§ Document segment:
=====

The Greatest Thing Ever


The votes are in and it's now official - Hilary Duff is in fact the greatest thing since Sliced Bread. Sliced Bread has been dethroned from it's pinnacle of greatness that it has held for over 75 years. Such a long reign of success is no small feat, so we hereby honor Sliced Bread for giving us so many years of pleasure.


Everyone has heard "it's the greatest thing since sliced bread," used to hype everything from toasters to cell phones.

Indeed, the phrase is the ultimate depiction of innovative achievement and American know-how.

Yet few know when and where this icon of cultural convenience made its debut in the American marketplace.

But thanks to a curious newspaper editor, the northwest Missouri town of Chillicothe can claim the distinction of being the first place in the world where sliced bread was sold to the public 76 years ago this month.

Kathy Stortz Ripley, editor of the Constitution-Tribune, was incredulous when she came upon a news story dated July 7, 1928, announcing that the Chillicothe Baking Co. was now marketing wrapped loaves of sliced bread to local grocery stores.

"I read the story and thought, `This is incredible,' " said Ripley, who was researching Chillicothe's history for a book. "I couldn't believe something this big I hadn't heard of before."

An accompanying ad trumpeted: "Announcing: The Greatest Forward Step in the Baking Industry Since Bread was Wrapped -- Sliced Kleen Maid Bread."

But the boast is not without controversy. Battle Creek, Mich., the nation's cereal capital, also claims to be the home of sliced bread. But that claim, so far, seems half-baked. When pressed this month, Battle Creek's historians were unable to produce proof.

Ripley took her find to Livingston County Library Director Karen Hicklin, who identified the home of the defunct Chillicothe Bakery as a brick building now housing an electronics supply shop. Sadly, the bread slicer was junked years ago.

Hicklin eventually found old-timers who described how the bulky machine, invented by itinerant Iowa jeweler Otto Rohwedder, raised and lowered its steel blades and stuffed the sliced loaves into wax-paper wrappers.

"I thought, `How in the world could anything like this be forgotten?' " Hicklin said.

How indeed. Although credited with the invention, Otto Rohwedder is all but lost to history. Even the Smithsonian's American History Museum lacks information on the origins of sliced bread.

And yet, few inventions have so monumentally capitalized on the consumer's love of convenience.

Sliced bread saved homemakers hours of drudgery. It put toasters in every home. And it resulted in millions of peanut butter and jelly sandwiches.

"What could be easier than to reach into a wrapped loaf of bread and pull out a slice?" said Mark Dirkes, a spokesman for Interstate Bakeries Corp. in Kansas City, which now owns Wonder Bread.

The popularity of sliced bread eventually reduced Rohwedder to a footnote. By 1930, Rohwedder had sold his patent. Inventors and bakers improved upon his clunky machine.

Wonder Bread, which already wrapped its loaves, built its own machines and used delivery trucks to market sliced bread across the nation.

In fact, said Dirkes, "Sliced bread is the first innovation Wonder Bread used to build its national brand."

The bright, balloon-imprinted wrappers of Wonder-Cut Bread advertised "Sliced" in big letters. Ad campaigns featured smiling families packing sandwiches for picnics.

Soon every new innovation of convenience was being touted as the "greatest thing since sliced bread."

But the true story begins in Chillicothe at M.F. Bench's Chillicothe Baking Co.

=====

§ Collected material:
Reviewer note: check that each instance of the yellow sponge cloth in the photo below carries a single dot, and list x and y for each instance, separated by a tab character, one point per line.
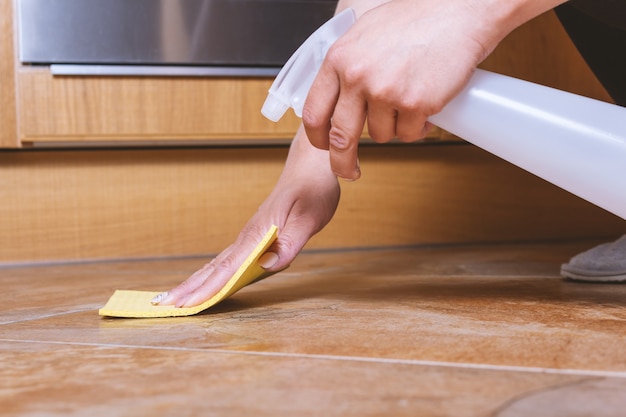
138	304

=====

§ Set tasks:
1. Answer from the article on sliced bread:
(a) What date did the news story found by Kathy Stortz Ripley carry?
(b) Which other town claims to be the home of sliced bread?
(c) By what year had Otto Rohwedder sold his patent?
2. From the article on sliced bread, copy the stretch from "But thanks to" through "local grocery stores.".
The lines play no part in any of these tasks.

§ Task answers:
1.
(a) July 7, 1928
(b) Battle Creek, Mich.
(c) 1930

2.
But thanks to a curious newspaper editor, the northwest Missouri town of Chillicothe can claim the distinction of being the first place in the world where sliced bread was sold to the public 76 years ago this month.

Kathy Stortz Ripley, editor of the Constitution-Tribune, was incredulous when she came upon a news story dated July 7, 1928, announcing that the Chillicothe Baking Co. was now marketing wrapped loaves of sliced bread to local grocery stores.